Look through the entries below and return all lines including the word "when".
--- TASK DATA Enclosed Below ---
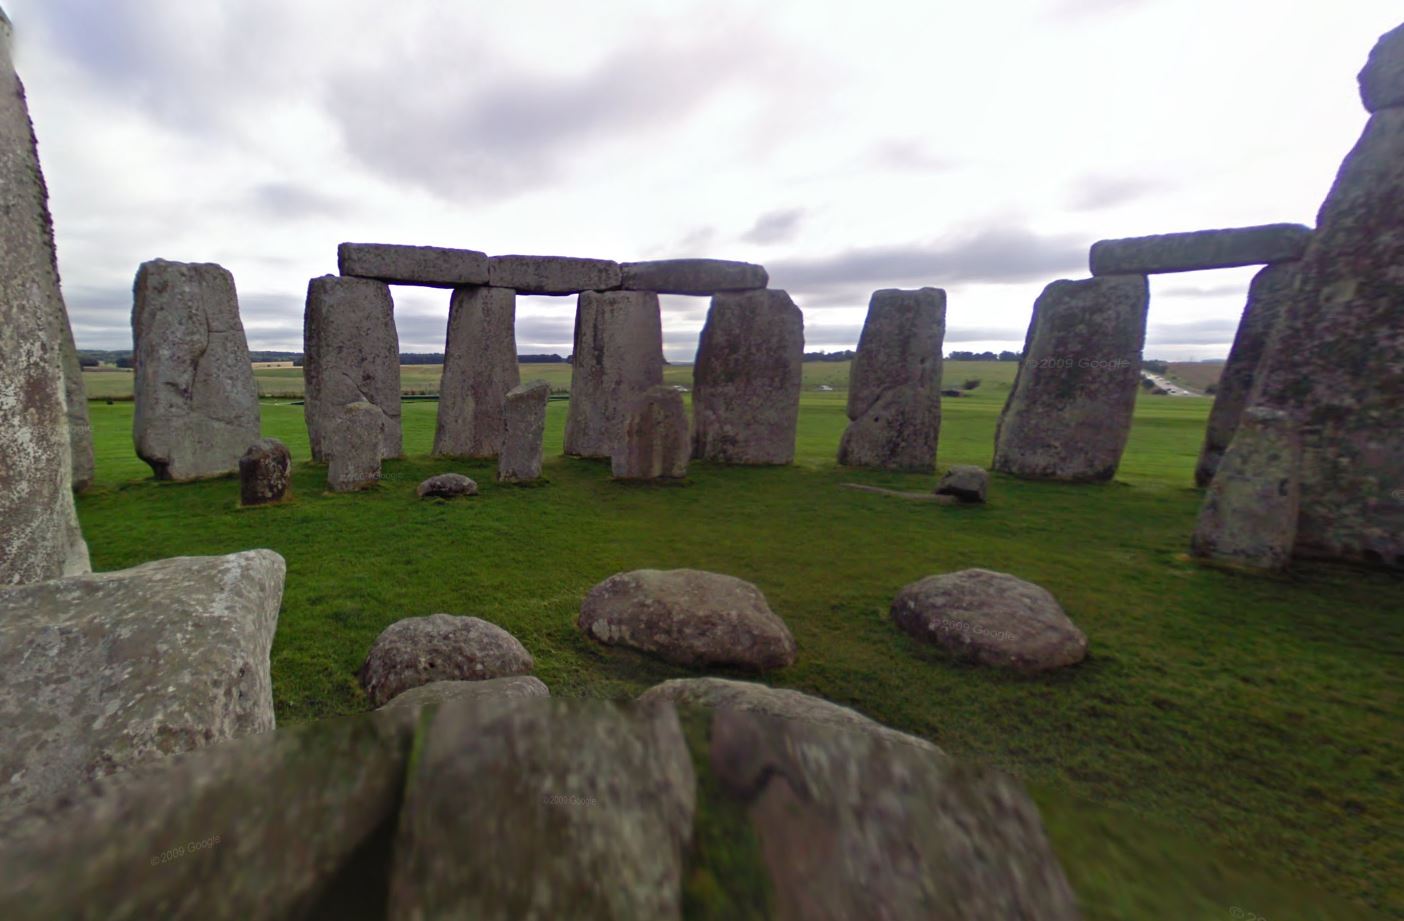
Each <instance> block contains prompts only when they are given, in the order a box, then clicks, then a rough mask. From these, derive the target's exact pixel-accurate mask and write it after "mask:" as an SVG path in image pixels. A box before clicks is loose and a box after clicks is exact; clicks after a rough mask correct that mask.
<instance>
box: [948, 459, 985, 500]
mask: <svg viewBox="0 0 1404 921" xmlns="http://www.w3.org/2000/svg"><path fill="white" fill-rule="evenodd" d="M988 490H990V475H988V473H986V472H984V468H977V466H973V465H969V463H958V465H956V466H953V468H951V469H949V470H946V472H945V475H943V476H942V477H941V480H939V482H938V483H936V496H955V497H956V498H959V500H960V501H962V503H983V501H984V500H986V494H987V493H988Z"/></svg>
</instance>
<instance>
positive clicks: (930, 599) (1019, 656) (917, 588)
mask: <svg viewBox="0 0 1404 921" xmlns="http://www.w3.org/2000/svg"><path fill="white" fill-rule="evenodd" d="M892 621H893V623H896V625H897V628H899V629H901V630H903V632H904V633H907V635H908V636H911V637H914V639H917V640H920V642H922V643H932V644H936V646H941V647H943V649H946V650H949V651H952V653H956V654H958V656H963V657H966V658H970V660H973V661H977V663H980V664H983V665H998V667H1002V668H1012V670H1015V671H1047V670H1050V668H1061V667H1064V665H1073V664H1077V663H1080V661H1082V657H1084V656H1087V636H1085V635H1084V633H1082V630H1080V629H1077V625H1075V623H1073V622H1071V621H1070V619H1068V616H1067V615H1066V614H1064V612H1063V605H1060V604H1059V602H1057V599H1056V598H1054V597H1053V595H1052V594H1049V591H1047V590H1045V588H1042V587H1039V585H1035V584H1033V583H1028V581H1024V580H1022V578H1015V577H1014V576H1008V574H1005V573H993V571H990V570H986V569H967V570H960V571H959V573H948V574H945V576H928V577H927V578H922V580H920V581H915V583H911V584H910V585H907V587H904V588H903V590H901V591H900V592H897V597H896V598H894V599H893V602H892Z"/></svg>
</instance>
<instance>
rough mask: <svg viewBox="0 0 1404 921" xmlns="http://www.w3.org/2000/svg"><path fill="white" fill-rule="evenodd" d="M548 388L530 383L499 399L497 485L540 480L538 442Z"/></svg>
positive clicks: (546, 383)
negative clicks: (502, 423) (500, 436)
mask: <svg viewBox="0 0 1404 921" xmlns="http://www.w3.org/2000/svg"><path fill="white" fill-rule="evenodd" d="M549 399H550V385H549V383H546V382H545V380H532V382H529V383H524V385H521V386H517V387H512V389H511V390H508V392H507V396H505V397H504V399H503V430H504V435H503V453H501V455H498V458H497V482H498V483H531V482H534V480H539V479H541V453H542V449H541V441H542V435H543V434H545V432H546V402H548V400H549Z"/></svg>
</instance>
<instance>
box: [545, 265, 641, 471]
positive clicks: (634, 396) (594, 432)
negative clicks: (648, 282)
mask: <svg viewBox="0 0 1404 921" xmlns="http://www.w3.org/2000/svg"><path fill="white" fill-rule="evenodd" d="M660 383H663V317H661V313H660V312H658V295H656V293H653V292H649V291H605V292H600V291H587V292H584V293H581V295H580V303H578V306H577V309H576V347H574V354H573V355H571V373H570V407H569V410H567V414H566V453H567V455H576V456H581V458H612V456H614V453H615V449H616V446H618V445H619V442H621V441H622V439H623V425H625V417H626V416H628V413H629V410H630V407H633V404H635V403H637V400H639V399H640V397H642V396H643V395H644V393H646V392H647V390H649V387H654V386H658V385H660Z"/></svg>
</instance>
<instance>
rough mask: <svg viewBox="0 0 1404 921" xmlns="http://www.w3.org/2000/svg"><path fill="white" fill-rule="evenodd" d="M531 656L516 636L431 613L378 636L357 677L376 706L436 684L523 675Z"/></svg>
mask: <svg viewBox="0 0 1404 921" xmlns="http://www.w3.org/2000/svg"><path fill="white" fill-rule="evenodd" d="M531 670H532V657H531V653H528V651H527V647H525V646H522V644H521V643H519V642H518V640H517V637H515V636H512V635H511V633H508V632H507V630H504V629H503V628H500V626H497V625H494V623H489V622H487V621H483V619H482V618H469V616H455V615H451V614H431V615H428V616H425V618H406V619H403V621H396V622H395V623H392V625H390V626H388V628H385V630H382V632H380V636H378V637H376V639H375V644H373V646H371V653H369V656H366V658H365V664H362V665H361V671H359V672H357V677H358V678H359V680H361V687H362V688H365V692H366V695H368V696H369V698H371V702H372V703H373V705H375V706H382V705H383V703H385V702H386V701H389V699H390V698H395V696H397V695H400V694H403V692H404V691H409V689H410V688H417V687H420V685H424V684H430V682H434V681H483V680H487V678H507V677H511V675H525V674H528V672H529V671H531Z"/></svg>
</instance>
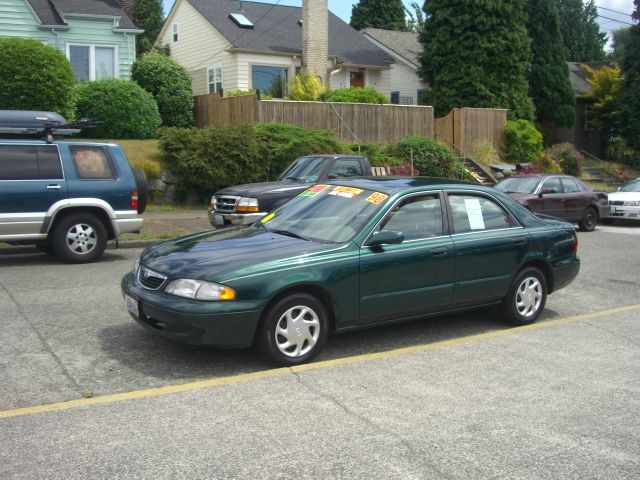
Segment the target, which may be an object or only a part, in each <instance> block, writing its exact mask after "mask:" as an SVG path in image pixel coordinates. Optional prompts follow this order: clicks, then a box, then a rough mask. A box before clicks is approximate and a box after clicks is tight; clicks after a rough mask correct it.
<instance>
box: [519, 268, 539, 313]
mask: <svg viewBox="0 0 640 480" xmlns="http://www.w3.org/2000/svg"><path fill="white" fill-rule="evenodd" d="M541 303H542V284H541V283H540V280H538V279H537V278H536V277H527V278H525V279H524V280H523V281H522V283H521V284H520V286H519V287H518V292H517V293H516V309H517V310H518V313H519V314H520V315H521V316H523V317H525V318H528V317H532V316H533V315H535V314H536V312H537V311H538V310H539V309H540V304H541Z"/></svg>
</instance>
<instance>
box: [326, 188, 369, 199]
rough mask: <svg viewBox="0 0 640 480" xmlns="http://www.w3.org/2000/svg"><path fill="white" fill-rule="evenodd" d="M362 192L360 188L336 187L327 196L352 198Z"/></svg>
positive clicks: (344, 197)
mask: <svg viewBox="0 0 640 480" xmlns="http://www.w3.org/2000/svg"><path fill="white" fill-rule="evenodd" d="M362 192H364V190H362V189H360V188H351V187H336V188H334V189H333V190H331V191H330V192H329V193H328V195H335V196H336V197H343V198H353V197H355V196H357V195H360V194H361V193H362Z"/></svg>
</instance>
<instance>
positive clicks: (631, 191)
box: [620, 180, 640, 192]
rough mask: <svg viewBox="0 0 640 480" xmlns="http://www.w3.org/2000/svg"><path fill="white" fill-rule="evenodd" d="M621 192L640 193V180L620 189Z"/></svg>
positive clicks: (624, 186)
mask: <svg viewBox="0 0 640 480" xmlns="http://www.w3.org/2000/svg"><path fill="white" fill-rule="evenodd" d="M620 191H621V192H640V180H635V181H633V182H631V183H627V184H626V185H625V186H624V187H622V188H621V189H620Z"/></svg>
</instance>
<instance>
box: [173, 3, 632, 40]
mask: <svg viewBox="0 0 640 480" xmlns="http://www.w3.org/2000/svg"><path fill="white" fill-rule="evenodd" d="M254 1H255V0H254ZM414 1H415V0H414ZM173 2H174V0H163V3H164V8H165V13H167V12H168V11H169V9H170V8H171V6H172V5H173ZM276 2H277V0H263V1H262V2H261V3H272V4H273V3H276ZM355 3H357V2H356V1H349V0H346V1H345V0H329V10H331V11H332V12H333V13H334V14H336V15H337V16H339V17H340V18H342V19H343V20H344V21H345V22H349V20H350V18H351V9H352V7H353V4H355ZM403 3H404V4H405V5H406V6H407V7H408V6H409V5H410V4H411V3H412V0H403ZM417 3H418V4H419V5H423V1H422V0H418V1H417ZM278 4H279V5H290V6H295V7H299V6H301V5H302V0H280V2H278ZM596 5H597V6H598V7H600V8H599V9H598V14H599V15H600V19H599V23H600V29H601V30H602V31H603V32H606V33H607V35H609V39H610V40H611V32H612V31H614V30H617V29H618V28H624V27H627V26H629V25H626V24H631V23H633V22H632V19H631V13H632V12H633V0H596ZM612 10H615V12H614V11H612ZM616 12H622V14H621V13H616ZM605 17H606V18H605ZM621 22H626V23H621Z"/></svg>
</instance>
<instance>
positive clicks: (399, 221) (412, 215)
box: [381, 194, 443, 240]
mask: <svg viewBox="0 0 640 480" xmlns="http://www.w3.org/2000/svg"><path fill="white" fill-rule="evenodd" d="M381 228H382V229H384V230H395V231H398V232H402V233H403V234H404V238H405V240H417V239H422V238H429V237H437V236H440V235H442V234H443V230H442V208H441V205H440V196H439V195H437V194H433V195H427V196H420V197H411V198H409V199H407V200H404V201H402V202H400V203H399V204H398V205H397V206H396V207H394V208H393V209H392V211H391V212H390V213H389V215H388V216H387V218H386V219H385V220H384V222H383V223H382V225H381Z"/></svg>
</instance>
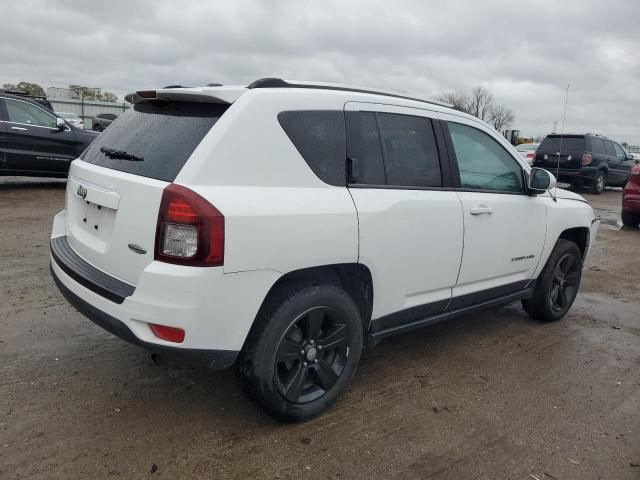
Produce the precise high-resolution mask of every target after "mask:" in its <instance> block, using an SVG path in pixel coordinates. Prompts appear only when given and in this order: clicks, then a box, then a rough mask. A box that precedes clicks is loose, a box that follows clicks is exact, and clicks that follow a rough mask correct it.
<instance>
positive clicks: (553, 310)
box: [522, 238, 582, 322]
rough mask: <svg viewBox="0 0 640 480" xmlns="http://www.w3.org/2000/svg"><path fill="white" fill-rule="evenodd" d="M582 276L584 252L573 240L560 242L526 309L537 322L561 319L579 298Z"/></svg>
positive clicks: (564, 240)
mask: <svg viewBox="0 0 640 480" xmlns="http://www.w3.org/2000/svg"><path fill="white" fill-rule="evenodd" d="M581 277H582V254H581V253H580V249H579V248H578V246H577V245H576V244H575V243H573V242H571V241H569V240H564V239H562V238H561V239H559V240H558V242H557V243H556V246H555V247H554V248H553V251H552V252H551V255H550V256H549V260H547V264H546V265H545V266H544V269H543V270H542V273H541V274H540V276H539V277H538V281H537V282H536V286H535V288H534V291H533V296H532V297H531V298H530V299H526V300H523V301H522V306H523V308H524V310H525V311H526V312H527V313H528V314H529V315H530V316H531V317H532V318H535V319H537V320H543V321H545V322H555V321H556V320H560V319H561V318H562V317H564V316H565V314H566V313H567V312H568V311H569V309H570V308H571V305H573V302H574V300H575V299H576V295H577V294H578V289H579V288H580V279H581Z"/></svg>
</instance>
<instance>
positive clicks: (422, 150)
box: [378, 113, 442, 187]
mask: <svg viewBox="0 0 640 480" xmlns="http://www.w3.org/2000/svg"><path fill="white" fill-rule="evenodd" d="M378 119H379V121H380V134H381V136H382V140H383V142H382V143H383V146H384V153H385V156H384V158H385V166H386V171H387V183H388V184H389V185H397V186H407V187H441V186H442V176H441V174H440V160H439V158H438V150H437V147H436V139H435V135H434V133H433V127H432V125H431V121H430V120H428V119H426V118H424V117H416V116H412V115H398V114H392V113H379V114H378Z"/></svg>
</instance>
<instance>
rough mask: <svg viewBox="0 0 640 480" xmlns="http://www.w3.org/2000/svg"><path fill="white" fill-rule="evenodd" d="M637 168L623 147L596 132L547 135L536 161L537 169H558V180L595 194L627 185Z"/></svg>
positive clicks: (547, 169)
mask: <svg viewBox="0 0 640 480" xmlns="http://www.w3.org/2000/svg"><path fill="white" fill-rule="evenodd" d="M561 144H562V151H560V145H561ZM634 165H635V163H634V161H633V156H632V155H631V154H628V153H627V152H625V150H624V149H623V148H622V147H621V146H620V145H618V144H617V143H616V142H614V141H613V140H609V139H608V138H606V137H603V136H602V135H596V134H594V133H585V134H583V135H572V134H571V135H569V134H567V135H559V134H551V135H547V137H546V138H545V139H544V141H543V142H542V143H541V144H540V146H539V147H538V149H537V150H536V156H535V159H534V161H533V166H534V167H542V168H546V169H547V170H549V171H551V172H552V173H554V174H555V173H556V170H557V176H558V180H559V181H561V182H567V183H570V184H571V185H572V186H576V187H577V186H580V187H582V186H586V187H589V189H590V190H591V192H592V193H602V191H603V190H604V187H605V185H611V186H618V187H621V186H624V185H625V184H626V183H627V180H628V179H629V175H630V173H631V167H633V166H634Z"/></svg>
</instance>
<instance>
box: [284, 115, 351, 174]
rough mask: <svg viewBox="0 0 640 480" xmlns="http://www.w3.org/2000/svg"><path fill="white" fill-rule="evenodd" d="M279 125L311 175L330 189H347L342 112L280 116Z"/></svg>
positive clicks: (344, 145) (345, 153) (344, 132)
mask: <svg viewBox="0 0 640 480" xmlns="http://www.w3.org/2000/svg"><path fill="white" fill-rule="evenodd" d="M278 121H279V122H280V125H281V126H282V128H283V130H284V131H285V133H286V134H287V136H288V137H289V139H290V140H291V142H292V143H293V145H294V146H295V147H296V149H297V150H298V152H300V155H302V158H304V160H305V162H307V164H308V165H309V167H310V168H311V170H313V173H315V174H316V175H317V176H318V177H319V178H320V179H321V180H322V181H323V182H325V183H328V184H329V185H336V186H345V185H346V177H345V168H346V166H345V160H346V158H347V153H346V149H347V146H346V145H347V141H346V133H345V124H344V113H343V112H341V111H333V110H309V111H291V112H281V113H280V114H278Z"/></svg>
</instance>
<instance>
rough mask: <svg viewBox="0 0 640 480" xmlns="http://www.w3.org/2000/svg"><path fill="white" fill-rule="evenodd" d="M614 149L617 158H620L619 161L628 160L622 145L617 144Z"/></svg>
mask: <svg viewBox="0 0 640 480" xmlns="http://www.w3.org/2000/svg"><path fill="white" fill-rule="evenodd" d="M613 148H614V149H615V151H616V157H618V160H626V159H627V155H626V154H625V153H624V150H623V149H622V147H621V146H620V145H618V144H617V143H614V144H613Z"/></svg>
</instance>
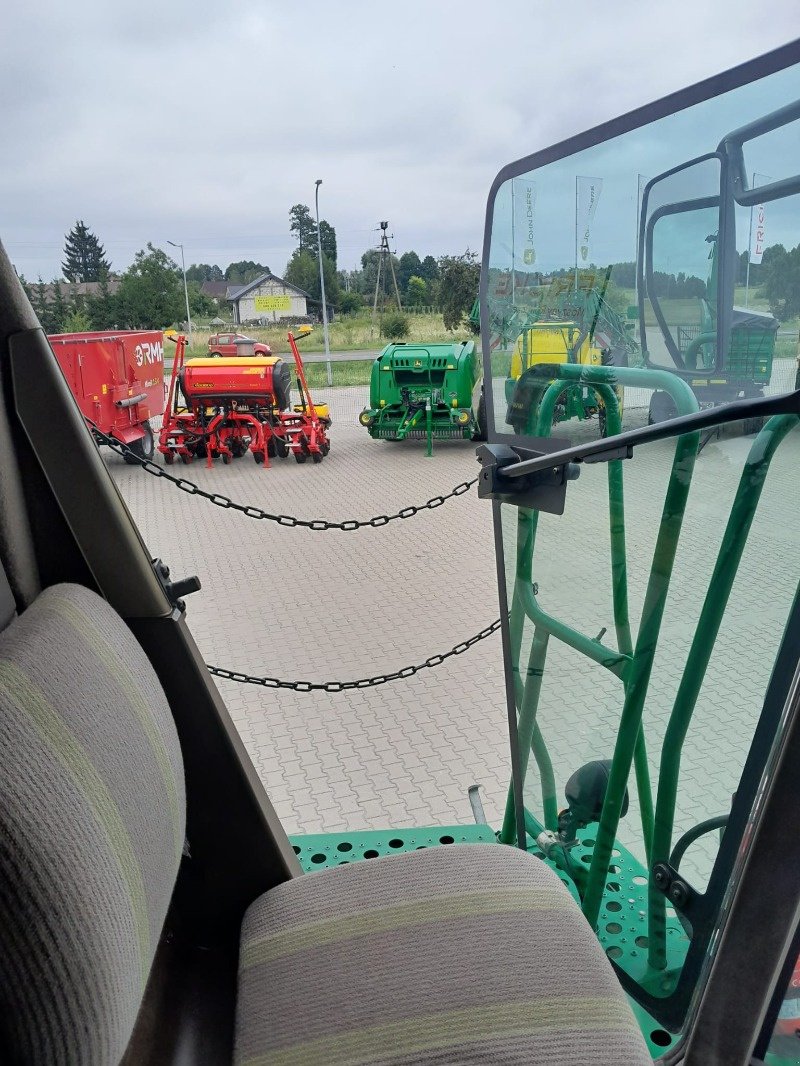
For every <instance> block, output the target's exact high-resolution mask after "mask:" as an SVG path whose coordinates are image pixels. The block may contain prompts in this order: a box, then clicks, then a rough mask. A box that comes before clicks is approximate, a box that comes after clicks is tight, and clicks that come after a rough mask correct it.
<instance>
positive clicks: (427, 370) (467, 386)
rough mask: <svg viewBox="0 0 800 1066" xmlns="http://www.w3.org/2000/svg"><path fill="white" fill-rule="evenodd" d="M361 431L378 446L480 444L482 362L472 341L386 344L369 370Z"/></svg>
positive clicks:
--- End of Enclosed TASK DATA ---
**WRITTEN RESPONSE**
Each <instance> block contains prompts only when they are given, in the order a box, then clicks, then a rough mask. From these, derive the target's exact pixel-accurate mask and write it after "mask:" as an SVG path in image pixels. A box before clicks is loose and a box after clicks is exact; clicks after a rough mask correct that mask.
Produce the precise high-resolution mask of every target after "mask:" in its <instance> block, using an SVG path in pixel coordinates. Prompts appear only when given and in this order: clicks, then a box, then a rough mask. A box that precedes clicks is loose, a box that follows clicks is exact, and clicks that follow a rough mask correct it.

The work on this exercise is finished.